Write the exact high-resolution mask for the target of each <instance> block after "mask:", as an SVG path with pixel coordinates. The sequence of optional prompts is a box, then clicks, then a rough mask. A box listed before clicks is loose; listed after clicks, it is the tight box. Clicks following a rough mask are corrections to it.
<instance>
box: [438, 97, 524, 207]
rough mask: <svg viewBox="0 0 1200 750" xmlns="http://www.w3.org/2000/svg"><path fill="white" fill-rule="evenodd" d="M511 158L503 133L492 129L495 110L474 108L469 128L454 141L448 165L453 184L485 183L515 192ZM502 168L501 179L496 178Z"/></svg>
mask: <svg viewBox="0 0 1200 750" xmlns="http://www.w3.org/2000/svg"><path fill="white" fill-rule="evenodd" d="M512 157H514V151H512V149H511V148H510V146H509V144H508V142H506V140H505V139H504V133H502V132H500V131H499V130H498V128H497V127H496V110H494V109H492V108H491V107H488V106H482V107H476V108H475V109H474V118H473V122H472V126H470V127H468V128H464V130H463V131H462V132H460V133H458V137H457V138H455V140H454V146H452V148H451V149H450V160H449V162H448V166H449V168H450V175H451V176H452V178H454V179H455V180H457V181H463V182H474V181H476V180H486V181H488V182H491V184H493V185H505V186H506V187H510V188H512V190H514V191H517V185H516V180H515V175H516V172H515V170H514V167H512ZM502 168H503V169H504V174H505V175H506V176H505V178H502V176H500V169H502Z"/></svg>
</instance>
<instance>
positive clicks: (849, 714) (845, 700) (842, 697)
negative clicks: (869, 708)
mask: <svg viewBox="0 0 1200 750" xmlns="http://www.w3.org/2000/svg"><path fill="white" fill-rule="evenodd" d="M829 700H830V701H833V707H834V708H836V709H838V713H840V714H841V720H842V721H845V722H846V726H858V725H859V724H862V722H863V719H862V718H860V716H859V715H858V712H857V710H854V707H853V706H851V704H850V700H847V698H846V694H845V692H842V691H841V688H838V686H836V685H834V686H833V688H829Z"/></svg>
______________________________
## What is required
Give every line from the top of the rows through the line containing "rough mask: <svg" as a JSON list of strings, one string per line, with blank lines left out.

## Task response
[
  "Write the exact high-resolution mask for the target of each <instance> block after \"mask:\", as an SVG path with pixel coordinates. The sequence of optional prompts is a box, then clicks, then a rough mask. A box listed before clicks is loose; listed after clicks, it is the tight box. Clicks following a rough mask are corrections to it.",
  "<instance>",
  "box: [438, 97, 524, 207]",
  "rough mask: <svg viewBox=\"0 0 1200 750\" xmlns=\"http://www.w3.org/2000/svg\"><path fill=\"white\" fill-rule=\"evenodd\" d=\"M511 158L503 133L492 129L495 110L474 108L469 128L454 141L448 165L453 184L485 183L515 192ZM502 168L501 179L496 178Z\"/></svg>"
]